## start MATERIAL PROVIDED
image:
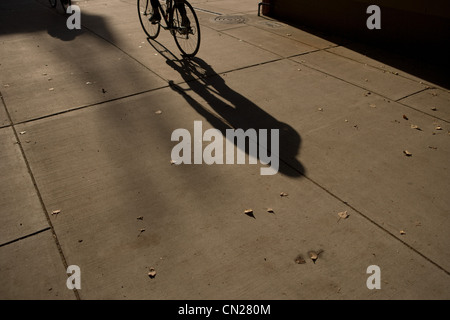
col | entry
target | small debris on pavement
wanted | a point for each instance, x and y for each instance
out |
## end MATERIAL PROVIDED
GOAL
Copy the listing word for word, excluding its pictures.

REPLY
image:
col | entry
target | small debris on pavement
wanted | a point for each instance, x and y for each instance
out |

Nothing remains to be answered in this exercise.